::: DATA FOR THE TASK

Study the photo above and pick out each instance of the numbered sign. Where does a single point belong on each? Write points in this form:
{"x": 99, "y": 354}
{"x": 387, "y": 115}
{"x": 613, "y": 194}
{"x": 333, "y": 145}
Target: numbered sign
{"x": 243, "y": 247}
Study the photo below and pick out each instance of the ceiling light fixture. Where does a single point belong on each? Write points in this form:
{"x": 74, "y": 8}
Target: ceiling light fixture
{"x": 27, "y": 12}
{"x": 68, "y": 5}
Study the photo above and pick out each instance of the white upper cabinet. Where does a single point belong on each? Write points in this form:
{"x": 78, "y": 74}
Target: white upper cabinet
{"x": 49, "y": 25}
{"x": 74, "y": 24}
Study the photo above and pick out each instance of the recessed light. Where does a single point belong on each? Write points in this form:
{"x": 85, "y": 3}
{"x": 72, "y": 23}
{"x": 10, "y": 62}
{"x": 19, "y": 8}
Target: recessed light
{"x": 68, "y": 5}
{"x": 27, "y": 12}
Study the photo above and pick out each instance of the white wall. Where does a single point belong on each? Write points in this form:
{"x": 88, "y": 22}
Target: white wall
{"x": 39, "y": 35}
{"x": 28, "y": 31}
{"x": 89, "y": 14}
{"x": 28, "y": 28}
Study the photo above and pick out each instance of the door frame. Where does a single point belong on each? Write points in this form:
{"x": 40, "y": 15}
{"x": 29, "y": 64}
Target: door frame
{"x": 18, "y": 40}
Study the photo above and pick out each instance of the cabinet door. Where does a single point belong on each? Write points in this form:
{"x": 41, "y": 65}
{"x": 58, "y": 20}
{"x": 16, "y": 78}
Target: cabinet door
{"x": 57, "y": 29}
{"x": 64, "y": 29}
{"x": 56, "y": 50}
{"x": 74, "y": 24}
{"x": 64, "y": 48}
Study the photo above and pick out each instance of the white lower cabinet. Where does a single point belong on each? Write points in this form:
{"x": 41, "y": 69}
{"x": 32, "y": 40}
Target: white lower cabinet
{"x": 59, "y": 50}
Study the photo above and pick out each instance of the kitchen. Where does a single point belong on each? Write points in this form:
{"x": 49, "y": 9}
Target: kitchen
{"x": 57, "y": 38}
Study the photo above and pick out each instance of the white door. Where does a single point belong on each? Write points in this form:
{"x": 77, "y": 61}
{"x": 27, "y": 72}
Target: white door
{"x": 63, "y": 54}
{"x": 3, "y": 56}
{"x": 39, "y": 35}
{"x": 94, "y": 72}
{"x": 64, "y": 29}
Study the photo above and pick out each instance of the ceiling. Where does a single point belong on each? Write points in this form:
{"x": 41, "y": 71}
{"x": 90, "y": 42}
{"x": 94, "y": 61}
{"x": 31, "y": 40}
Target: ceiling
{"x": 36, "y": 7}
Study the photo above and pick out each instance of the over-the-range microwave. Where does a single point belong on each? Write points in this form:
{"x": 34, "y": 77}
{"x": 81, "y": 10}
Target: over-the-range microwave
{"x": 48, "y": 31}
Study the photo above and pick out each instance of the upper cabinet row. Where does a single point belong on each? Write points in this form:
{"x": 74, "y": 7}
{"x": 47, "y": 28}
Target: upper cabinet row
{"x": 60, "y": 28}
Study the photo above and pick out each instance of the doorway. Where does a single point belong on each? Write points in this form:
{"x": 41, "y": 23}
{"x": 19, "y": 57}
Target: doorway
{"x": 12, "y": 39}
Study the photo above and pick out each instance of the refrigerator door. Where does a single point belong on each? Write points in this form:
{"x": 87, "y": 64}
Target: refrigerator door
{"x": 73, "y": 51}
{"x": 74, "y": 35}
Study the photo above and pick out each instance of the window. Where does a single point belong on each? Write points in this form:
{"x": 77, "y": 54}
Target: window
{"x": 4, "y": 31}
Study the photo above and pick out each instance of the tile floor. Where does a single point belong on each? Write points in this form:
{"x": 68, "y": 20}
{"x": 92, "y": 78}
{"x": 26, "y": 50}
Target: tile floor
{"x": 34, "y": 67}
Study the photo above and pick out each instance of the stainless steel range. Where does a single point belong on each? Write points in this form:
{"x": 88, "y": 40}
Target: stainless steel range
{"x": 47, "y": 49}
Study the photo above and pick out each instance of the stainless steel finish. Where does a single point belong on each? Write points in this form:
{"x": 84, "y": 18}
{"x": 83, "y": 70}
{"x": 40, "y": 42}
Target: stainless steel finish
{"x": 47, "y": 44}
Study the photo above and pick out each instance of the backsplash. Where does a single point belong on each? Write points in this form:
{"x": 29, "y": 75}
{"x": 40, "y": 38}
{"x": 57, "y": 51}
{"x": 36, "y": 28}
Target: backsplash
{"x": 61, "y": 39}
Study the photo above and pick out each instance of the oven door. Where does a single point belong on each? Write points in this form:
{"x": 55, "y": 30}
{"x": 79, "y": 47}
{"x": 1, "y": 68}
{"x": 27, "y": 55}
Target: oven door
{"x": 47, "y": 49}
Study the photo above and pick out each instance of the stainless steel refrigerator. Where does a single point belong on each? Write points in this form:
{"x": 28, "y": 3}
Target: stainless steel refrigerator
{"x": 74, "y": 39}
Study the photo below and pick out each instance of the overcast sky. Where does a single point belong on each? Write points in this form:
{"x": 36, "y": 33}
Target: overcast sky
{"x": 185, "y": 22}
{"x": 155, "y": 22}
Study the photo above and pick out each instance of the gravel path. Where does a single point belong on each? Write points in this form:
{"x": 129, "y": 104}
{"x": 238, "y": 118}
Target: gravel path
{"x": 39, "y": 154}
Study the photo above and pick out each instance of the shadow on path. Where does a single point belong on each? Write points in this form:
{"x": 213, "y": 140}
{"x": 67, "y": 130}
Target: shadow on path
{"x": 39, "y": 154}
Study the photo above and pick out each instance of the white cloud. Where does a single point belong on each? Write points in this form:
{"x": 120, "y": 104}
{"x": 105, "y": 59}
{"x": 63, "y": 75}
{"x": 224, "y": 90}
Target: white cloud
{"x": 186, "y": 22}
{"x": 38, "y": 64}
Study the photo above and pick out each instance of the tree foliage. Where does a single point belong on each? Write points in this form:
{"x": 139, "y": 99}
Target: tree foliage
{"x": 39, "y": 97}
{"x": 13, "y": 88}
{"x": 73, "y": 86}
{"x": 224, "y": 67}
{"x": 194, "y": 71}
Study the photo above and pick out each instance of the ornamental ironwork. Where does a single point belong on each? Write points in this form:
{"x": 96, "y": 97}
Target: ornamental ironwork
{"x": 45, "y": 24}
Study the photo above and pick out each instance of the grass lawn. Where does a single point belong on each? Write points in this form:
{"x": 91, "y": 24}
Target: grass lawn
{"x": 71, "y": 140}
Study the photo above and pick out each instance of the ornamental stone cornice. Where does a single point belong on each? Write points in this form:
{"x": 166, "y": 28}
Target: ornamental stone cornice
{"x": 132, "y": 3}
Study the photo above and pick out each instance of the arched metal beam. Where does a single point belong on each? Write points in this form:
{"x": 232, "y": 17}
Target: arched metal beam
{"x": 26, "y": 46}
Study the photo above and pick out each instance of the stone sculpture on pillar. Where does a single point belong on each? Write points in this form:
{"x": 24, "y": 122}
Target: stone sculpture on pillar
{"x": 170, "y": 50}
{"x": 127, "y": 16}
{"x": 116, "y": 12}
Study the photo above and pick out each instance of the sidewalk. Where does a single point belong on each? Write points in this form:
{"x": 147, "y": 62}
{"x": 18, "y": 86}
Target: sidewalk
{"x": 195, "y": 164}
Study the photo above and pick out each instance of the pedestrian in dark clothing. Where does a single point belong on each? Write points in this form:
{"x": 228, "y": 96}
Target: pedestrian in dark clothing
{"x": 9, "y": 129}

::::::

Reproduce all of the records exactly.

Study the photo above and pick out each instance of the numbered sign. Where does a single point belong on each? Write points in this form:
{"x": 99, "y": 354}
{"x": 387, "y": 115}
{"x": 613, "y": 194}
{"x": 333, "y": 145}
Target: numbered sign
{"x": 243, "y": 247}
Study the photo below and pick out each instance of the ceiling light fixture. Where does a single point belong on each? Write points in this form:
{"x": 74, "y": 8}
Target: ceiling light fixture
{"x": 27, "y": 12}
{"x": 68, "y": 5}
Study the photo above and pick out each instance of the white upper cabinet. Where does a single point belong on each? Write points in this form:
{"x": 78, "y": 74}
Target: white upper cabinet
{"x": 49, "y": 25}
{"x": 74, "y": 24}
Study the photo above and pick out each instance of the recessed light. Where does a single point belong on each? Write points in this form:
{"x": 85, "y": 3}
{"x": 72, "y": 23}
{"x": 10, "y": 62}
{"x": 19, "y": 8}
Target: recessed light
{"x": 68, "y": 5}
{"x": 27, "y": 12}
Study the photo above and pick out each instance of the white wall. Where does a single point belong on each? Write points in this form:
{"x": 88, "y": 22}
Target: white wall
{"x": 39, "y": 35}
{"x": 28, "y": 31}
{"x": 89, "y": 14}
{"x": 28, "y": 28}
Study the photo above and pick out each instance of the door frame. Where does a single point belong on each? Write points in this form:
{"x": 40, "y": 15}
{"x": 29, "y": 64}
Target: door frame
{"x": 18, "y": 40}
Study the photo above and pick out each instance of the cabinet door. Where does a single point belong on each? Write points in this form:
{"x": 41, "y": 65}
{"x": 58, "y": 20}
{"x": 16, "y": 78}
Target: cabinet door
{"x": 57, "y": 29}
{"x": 64, "y": 29}
{"x": 56, "y": 50}
{"x": 74, "y": 24}
{"x": 64, "y": 48}
Study the photo above and pick out each instance of the white lower cabinet. Where does a single point belong on each? Write points in this form:
{"x": 41, "y": 69}
{"x": 32, "y": 40}
Target: white lower cabinet
{"x": 59, "y": 50}
Study the photo above and pick out each instance of the kitchen. Where does a single point belong on each? Write points in this form:
{"x": 49, "y": 9}
Target: kitchen
{"x": 57, "y": 38}
Study the photo above and pick out each instance of the white door. Where does a single point belong on each? Write points in this form:
{"x": 77, "y": 61}
{"x": 27, "y": 72}
Target: white door
{"x": 63, "y": 54}
{"x": 3, "y": 56}
{"x": 39, "y": 35}
{"x": 94, "y": 72}
{"x": 64, "y": 29}
Study the photo above and pick out each instance of the ceiling. Where does a single point belong on each? Write points in this form:
{"x": 41, "y": 71}
{"x": 90, "y": 42}
{"x": 94, "y": 61}
{"x": 31, "y": 40}
Target: ceiling
{"x": 36, "y": 7}
Study the photo above and pick out each instance of the over-the-range microwave. Where does a single point belong on each? Write points in this form:
{"x": 34, "y": 77}
{"x": 81, "y": 10}
Target: over-the-range microwave
{"x": 48, "y": 31}
Study the photo above and pick out each instance of the upper cabinet row. Where does a single point belong on each? Write points in this form:
{"x": 74, "y": 7}
{"x": 47, "y": 28}
Target: upper cabinet row
{"x": 60, "y": 28}
Study the photo above and pick out each instance of the doorway. Where does a single point belong on each? Write points in this form:
{"x": 41, "y": 23}
{"x": 19, "y": 57}
Target: doorway
{"x": 12, "y": 39}
Study the photo above and pick out each instance of the refrigerator door. Where does a single point belong on each? Write points in this form:
{"x": 87, "y": 64}
Target: refrigerator door
{"x": 73, "y": 51}
{"x": 74, "y": 35}
Study the photo above and pick out each instance of the window. Where does a single point belong on each? Write points in this form:
{"x": 77, "y": 54}
Target: window
{"x": 4, "y": 31}
Study the photo above and pick out each instance of the tile floor. Where does a single point belong on each? Write points in this form:
{"x": 68, "y": 20}
{"x": 92, "y": 78}
{"x": 26, "y": 50}
Target: tile floor
{"x": 34, "y": 67}
Study the photo above and pick out each instance of the stainless steel range. Where does a single point belong on each? Write points in this form:
{"x": 88, "y": 40}
Target: stainless steel range
{"x": 47, "y": 49}
Study the photo above and pick out each instance of the stainless steel finish. Where does a single point belong on each? Write points in this form:
{"x": 84, "y": 18}
{"x": 83, "y": 70}
{"x": 40, "y": 42}
Target: stainless steel finish
{"x": 47, "y": 44}
Study the photo above and pick out each instance of the backsplash. Where does a single point belong on each? Write points in this form:
{"x": 29, "y": 75}
{"x": 40, "y": 38}
{"x": 57, "y": 51}
{"x": 36, "y": 28}
Target: backsplash
{"x": 61, "y": 39}
Study the photo above and pick out each instance of the oven door. Where does a single point belong on each? Write points in this form:
{"x": 55, "y": 30}
{"x": 79, "y": 47}
{"x": 1, "y": 68}
{"x": 27, "y": 55}
Target: oven door
{"x": 47, "y": 49}
Study the photo above and pick out each instance of the stainless steel refrigerator. Where does a single point belong on each? Write points in this form:
{"x": 28, "y": 3}
Target: stainless steel refrigerator
{"x": 74, "y": 39}
Study the photo below and pick out each instance of the overcast sky. Where does a single point belong on each? Write points in this form:
{"x": 36, "y": 33}
Target: overcast sky
{"x": 185, "y": 22}
{"x": 155, "y": 22}
Study the photo above and pick out each instance of the gravel path. Where does a single point belong on each? Write points in this form:
{"x": 129, "y": 104}
{"x": 238, "y": 118}
Target: gravel path
{"x": 39, "y": 154}
Study the photo above and pick out each instance of the shadow on path. Where does a single point belong on each? Write points in this form:
{"x": 213, "y": 140}
{"x": 67, "y": 130}
Target: shadow on path
{"x": 39, "y": 154}
Study the photo above and pick out each instance of the white cloud. Where does a single point belong on each? Write points in this form:
{"x": 120, "y": 104}
{"x": 105, "y": 59}
{"x": 63, "y": 75}
{"x": 224, "y": 90}
Target: white cloud
{"x": 186, "y": 22}
{"x": 38, "y": 64}
Study the photo above and pick out each instance of the tree foliage. Where does a single point belong on each? Write points in this form:
{"x": 139, "y": 99}
Target: tree foliage
{"x": 39, "y": 97}
{"x": 13, "y": 88}
{"x": 73, "y": 86}
{"x": 224, "y": 67}
{"x": 194, "y": 71}
Study the photo above and pick out each instance of the ornamental ironwork. Where does a single point belong on each? Write points in this form:
{"x": 96, "y": 97}
Target: ornamental ironwork
{"x": 45, "y": 24}
Study the photo above and pick out each instance of the grass lawn. Where does a single point belong on each? Write points in this form:
{"x": 91, "y": 24}
Target: grass lawn
{"x": 71, "y": 140}
Study the photo above and pick out each instance of the ornamental stone cornice. Where does a single point belong on each? Write points in this form:
{"x": 166, "y": 28}
Target: ornamental stone cornice
{"x": 132, "y": 3}
Study the photo above and pick out each instance of the arched metal beam. Where does a single point belong on each? Write points in this form:
{"x": 232, "y": 17}
Target: arched metal beam
{"x": 26, "y": 46}
Study the photo above and pick out each instance of the stone sculpture on pillar. Where does a single point belong on each? Write points in this form:
{"x": 24, "y": 122}
Target: stone sculpture on pillar
{"x": 170, "y": 50}
{"x": 127, "y": 16}
{"x": 116, "y": 12}
Study the photo above and pick out each instance of the sidewalk. Where does a single point belong on each? Write points in this form:
{"x": 147, "y": 62}
{"x": 18, "y": 86}
Target: sidewalk
{"x": 195, "y": 164}
Study the photo above and pick out each instance of the pedestrian in dark clothing. Where does a single point belong on each? Write points in this form:
{"x": 228, "y": 96}
Target: pedestrian in dark clothing
{"x": 9, "y": 129}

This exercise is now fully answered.